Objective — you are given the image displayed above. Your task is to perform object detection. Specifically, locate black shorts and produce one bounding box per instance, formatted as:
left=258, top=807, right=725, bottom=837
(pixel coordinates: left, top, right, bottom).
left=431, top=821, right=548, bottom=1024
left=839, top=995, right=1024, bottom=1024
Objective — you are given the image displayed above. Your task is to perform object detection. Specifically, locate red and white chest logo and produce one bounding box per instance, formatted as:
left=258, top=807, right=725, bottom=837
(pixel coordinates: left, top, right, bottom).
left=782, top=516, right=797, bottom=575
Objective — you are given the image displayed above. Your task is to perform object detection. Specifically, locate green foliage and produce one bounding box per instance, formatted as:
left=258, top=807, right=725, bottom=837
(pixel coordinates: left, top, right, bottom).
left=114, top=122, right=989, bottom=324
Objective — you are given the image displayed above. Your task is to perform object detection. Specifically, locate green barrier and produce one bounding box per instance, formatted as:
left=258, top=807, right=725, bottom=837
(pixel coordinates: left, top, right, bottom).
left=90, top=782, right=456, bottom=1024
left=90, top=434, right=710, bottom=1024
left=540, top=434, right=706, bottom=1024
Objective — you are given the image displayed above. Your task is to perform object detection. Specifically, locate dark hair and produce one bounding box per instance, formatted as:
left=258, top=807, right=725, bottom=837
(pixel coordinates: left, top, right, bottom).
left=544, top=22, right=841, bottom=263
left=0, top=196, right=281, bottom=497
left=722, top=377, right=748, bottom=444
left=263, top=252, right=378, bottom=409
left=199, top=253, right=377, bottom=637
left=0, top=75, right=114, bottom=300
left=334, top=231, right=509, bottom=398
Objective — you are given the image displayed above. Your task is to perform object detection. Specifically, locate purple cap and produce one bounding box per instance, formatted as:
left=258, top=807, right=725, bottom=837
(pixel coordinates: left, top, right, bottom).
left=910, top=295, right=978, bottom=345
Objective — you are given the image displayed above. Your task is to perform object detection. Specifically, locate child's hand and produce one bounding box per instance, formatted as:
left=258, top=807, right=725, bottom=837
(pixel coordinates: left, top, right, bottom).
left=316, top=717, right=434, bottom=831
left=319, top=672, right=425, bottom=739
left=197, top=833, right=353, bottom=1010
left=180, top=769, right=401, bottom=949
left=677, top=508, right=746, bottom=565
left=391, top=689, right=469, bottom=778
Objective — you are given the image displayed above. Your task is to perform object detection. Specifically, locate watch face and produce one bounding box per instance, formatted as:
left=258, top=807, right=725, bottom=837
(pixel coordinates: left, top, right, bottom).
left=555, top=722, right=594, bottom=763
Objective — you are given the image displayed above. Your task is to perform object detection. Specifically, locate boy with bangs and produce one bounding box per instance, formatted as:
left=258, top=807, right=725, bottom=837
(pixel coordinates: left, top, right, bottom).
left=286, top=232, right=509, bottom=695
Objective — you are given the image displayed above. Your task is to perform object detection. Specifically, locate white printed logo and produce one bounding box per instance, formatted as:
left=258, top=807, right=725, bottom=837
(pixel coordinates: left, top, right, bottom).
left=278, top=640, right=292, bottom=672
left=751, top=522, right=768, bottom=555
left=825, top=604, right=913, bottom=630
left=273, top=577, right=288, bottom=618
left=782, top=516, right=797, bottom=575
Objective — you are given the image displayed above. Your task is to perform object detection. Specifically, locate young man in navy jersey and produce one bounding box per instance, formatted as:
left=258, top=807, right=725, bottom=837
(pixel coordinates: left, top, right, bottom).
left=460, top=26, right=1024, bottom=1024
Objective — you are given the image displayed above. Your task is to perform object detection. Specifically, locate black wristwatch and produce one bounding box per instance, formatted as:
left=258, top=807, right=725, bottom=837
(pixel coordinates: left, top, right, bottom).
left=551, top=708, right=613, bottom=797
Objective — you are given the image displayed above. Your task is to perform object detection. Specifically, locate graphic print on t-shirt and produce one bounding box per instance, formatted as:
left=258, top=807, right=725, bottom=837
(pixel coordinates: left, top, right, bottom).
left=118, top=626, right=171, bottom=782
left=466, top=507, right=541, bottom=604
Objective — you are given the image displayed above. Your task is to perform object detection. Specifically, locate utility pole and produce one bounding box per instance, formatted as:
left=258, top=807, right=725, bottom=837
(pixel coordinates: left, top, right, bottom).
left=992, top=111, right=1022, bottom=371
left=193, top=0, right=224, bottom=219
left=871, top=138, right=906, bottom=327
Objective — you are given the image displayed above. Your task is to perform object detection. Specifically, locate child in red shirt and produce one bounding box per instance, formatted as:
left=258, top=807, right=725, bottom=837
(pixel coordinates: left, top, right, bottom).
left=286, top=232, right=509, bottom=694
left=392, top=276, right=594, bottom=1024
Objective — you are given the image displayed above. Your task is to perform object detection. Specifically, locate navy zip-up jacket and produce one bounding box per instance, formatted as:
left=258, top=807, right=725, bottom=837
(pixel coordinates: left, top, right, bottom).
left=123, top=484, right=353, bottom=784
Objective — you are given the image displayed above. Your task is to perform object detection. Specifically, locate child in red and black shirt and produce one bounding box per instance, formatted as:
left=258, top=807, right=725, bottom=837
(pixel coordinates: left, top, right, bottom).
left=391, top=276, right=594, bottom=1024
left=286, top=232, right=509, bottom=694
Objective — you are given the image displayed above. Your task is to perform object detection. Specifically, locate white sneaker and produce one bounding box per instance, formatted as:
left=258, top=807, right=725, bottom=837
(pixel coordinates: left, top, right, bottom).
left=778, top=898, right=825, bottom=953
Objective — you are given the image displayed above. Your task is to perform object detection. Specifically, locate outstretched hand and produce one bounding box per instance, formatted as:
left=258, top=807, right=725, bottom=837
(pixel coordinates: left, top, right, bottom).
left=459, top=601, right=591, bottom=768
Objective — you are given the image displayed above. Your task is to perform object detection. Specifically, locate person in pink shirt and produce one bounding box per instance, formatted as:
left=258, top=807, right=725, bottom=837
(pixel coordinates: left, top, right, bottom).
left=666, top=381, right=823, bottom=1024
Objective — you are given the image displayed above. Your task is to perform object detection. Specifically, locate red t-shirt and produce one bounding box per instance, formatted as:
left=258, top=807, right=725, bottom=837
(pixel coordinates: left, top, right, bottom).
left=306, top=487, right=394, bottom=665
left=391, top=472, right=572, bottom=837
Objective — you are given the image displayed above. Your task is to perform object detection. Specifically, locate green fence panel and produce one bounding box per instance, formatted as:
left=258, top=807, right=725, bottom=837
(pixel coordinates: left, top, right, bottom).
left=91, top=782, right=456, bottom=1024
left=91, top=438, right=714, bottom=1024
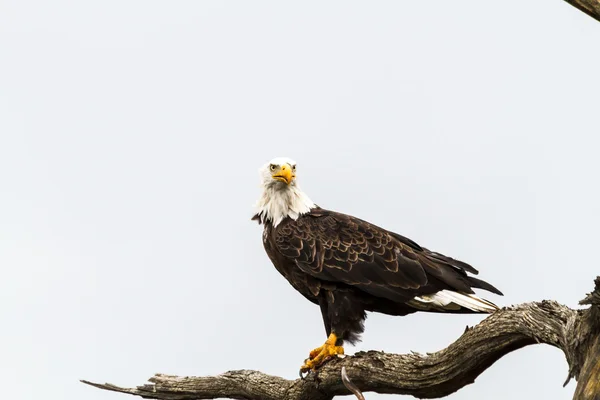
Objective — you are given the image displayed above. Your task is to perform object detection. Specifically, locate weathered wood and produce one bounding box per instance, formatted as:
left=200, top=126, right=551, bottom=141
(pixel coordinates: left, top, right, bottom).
left=565, top=0, right=600, bottom=21
left=573, top=277, right=600, bottom=400
left=83, top=277, right=600, bottom=400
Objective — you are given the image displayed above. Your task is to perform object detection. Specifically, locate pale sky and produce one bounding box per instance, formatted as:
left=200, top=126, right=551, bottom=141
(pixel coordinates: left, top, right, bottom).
left=0, top=0, right=600, bottom=400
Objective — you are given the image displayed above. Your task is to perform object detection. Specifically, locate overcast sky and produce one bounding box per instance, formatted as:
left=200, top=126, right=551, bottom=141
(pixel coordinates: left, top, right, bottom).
left=0, top=0, right=600, bottom=400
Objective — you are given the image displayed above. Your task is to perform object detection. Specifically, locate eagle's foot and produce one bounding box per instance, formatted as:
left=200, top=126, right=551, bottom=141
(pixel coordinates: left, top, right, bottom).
left=300, top=333, right=344, bottom=374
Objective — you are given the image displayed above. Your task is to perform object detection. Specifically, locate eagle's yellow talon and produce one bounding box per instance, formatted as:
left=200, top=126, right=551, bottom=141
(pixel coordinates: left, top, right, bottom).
left=300, top=333, right=344, bottom=372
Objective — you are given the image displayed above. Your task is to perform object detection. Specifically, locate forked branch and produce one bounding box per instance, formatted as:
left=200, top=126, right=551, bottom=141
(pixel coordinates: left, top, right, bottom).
left=82, top=277, right=600, bottom=400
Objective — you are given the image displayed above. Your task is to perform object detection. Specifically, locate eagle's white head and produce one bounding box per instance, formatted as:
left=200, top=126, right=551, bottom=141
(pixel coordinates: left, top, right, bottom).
left=256, top=157, right=316, bottom=226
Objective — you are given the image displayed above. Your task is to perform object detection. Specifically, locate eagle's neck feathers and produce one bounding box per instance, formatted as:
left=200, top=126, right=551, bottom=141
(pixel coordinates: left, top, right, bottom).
left=256, top=182, right=316, bottom=226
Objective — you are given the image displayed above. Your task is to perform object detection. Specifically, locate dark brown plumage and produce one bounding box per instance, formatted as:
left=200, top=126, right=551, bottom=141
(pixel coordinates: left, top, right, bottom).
left=254, top=158, right=501, bottom=371
left=255, top=208, right=502, bottom=343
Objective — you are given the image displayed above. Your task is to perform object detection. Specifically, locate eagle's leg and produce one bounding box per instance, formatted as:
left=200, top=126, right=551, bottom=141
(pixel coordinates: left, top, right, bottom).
left=300, top=288, right=365, bottom=372
left=300, top=333, right=344, bottom=372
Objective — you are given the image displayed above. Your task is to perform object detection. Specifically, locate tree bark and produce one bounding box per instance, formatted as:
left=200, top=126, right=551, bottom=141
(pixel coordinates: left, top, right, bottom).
left=82, top=277, right=600, bottom=400
left=565, top=0, right=600, bottom=21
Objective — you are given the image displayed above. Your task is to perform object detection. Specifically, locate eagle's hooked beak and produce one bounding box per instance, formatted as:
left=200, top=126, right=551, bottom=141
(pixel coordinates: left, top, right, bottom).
left=272, top=164, right=296, bottom=185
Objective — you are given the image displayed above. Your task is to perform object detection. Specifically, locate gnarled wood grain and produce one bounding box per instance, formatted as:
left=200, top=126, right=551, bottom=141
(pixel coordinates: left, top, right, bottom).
left=565, top=0, right=600, bottom=21
left=83, top=277, right=600, bottom=400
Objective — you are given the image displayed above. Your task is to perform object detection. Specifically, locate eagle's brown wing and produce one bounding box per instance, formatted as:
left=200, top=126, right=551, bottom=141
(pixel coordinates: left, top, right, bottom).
left=274, top=208, right=501, bottom=302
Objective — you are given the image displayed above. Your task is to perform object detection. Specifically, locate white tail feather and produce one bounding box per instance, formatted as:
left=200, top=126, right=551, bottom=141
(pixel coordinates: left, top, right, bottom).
left=409, top=290, right=498, bottom=313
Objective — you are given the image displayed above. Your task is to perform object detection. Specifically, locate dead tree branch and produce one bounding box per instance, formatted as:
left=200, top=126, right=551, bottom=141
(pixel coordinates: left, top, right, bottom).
left=82, top=277, right=600, bottom=400
left=565, top=0, right=600, bottom=21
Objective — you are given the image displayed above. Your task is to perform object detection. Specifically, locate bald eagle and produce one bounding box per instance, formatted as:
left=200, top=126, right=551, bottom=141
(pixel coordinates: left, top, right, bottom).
left=253, top=158, right=502, bottom=372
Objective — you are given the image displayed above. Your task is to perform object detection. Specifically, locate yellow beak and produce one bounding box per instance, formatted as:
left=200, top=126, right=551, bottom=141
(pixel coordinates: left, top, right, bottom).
left=272, top=164, right=296, bottom=185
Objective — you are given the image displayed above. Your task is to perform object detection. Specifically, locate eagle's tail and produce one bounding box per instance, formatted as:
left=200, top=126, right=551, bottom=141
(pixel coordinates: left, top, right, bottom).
left=408, top=290, right=498, bottom=313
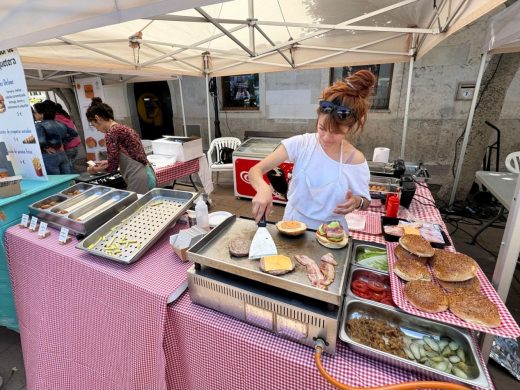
★ ★ ★ ★ ★ ★ ★
* **What is asked**
Pull out the lines from the records above, word for word, starting with the line that has "locate green barrier" and ending after the line that has "left=910, top=295, right=978, bottom=345".

* **The answer**
Objective — you are given the image displayed above. Your task is to perform object detection. Specifically, locate green barrier and produce one bounding box per instance, formatted as:
left=258, top=807, right=725, bottom=837
(pixel coordinates: left, top, right, bottom).
left=90, top=782, right=456, bottom=1024
left=90, top=434, right=710, bottom=1024
left=540, top=434, right=706, bottom=1024
Objective — you are given the image displayed above. Your task is to perform object detection. Specifically, locate dark hair and produce one bounding box per instance, formatted as:
left=258, top=807, right=725, bottom=837
(pixel coordinates: left, top, right, bottom).
left=544, top=22, right=841, bottom=263
left=0, top=196, right=281, bottom=497
left=722, top=377, right=748, bottom=444
left=263, top=252, right=378, bottom=409
left=199, top=253, right=377, bottom=637
left=0, top=75, right=114, bottom=300
left=334, top=231, right=509, bottom=398
Objective — you are given the image displayed above. Your task is to perform object detection. Specifically, locate purple cap and produce one bounding box per instance, formatted as:
left=258, top=807, right=725, bottom=837
(pixel coordinates: left, top, right, bottom).
left=910, top=295, right=978, bottom=345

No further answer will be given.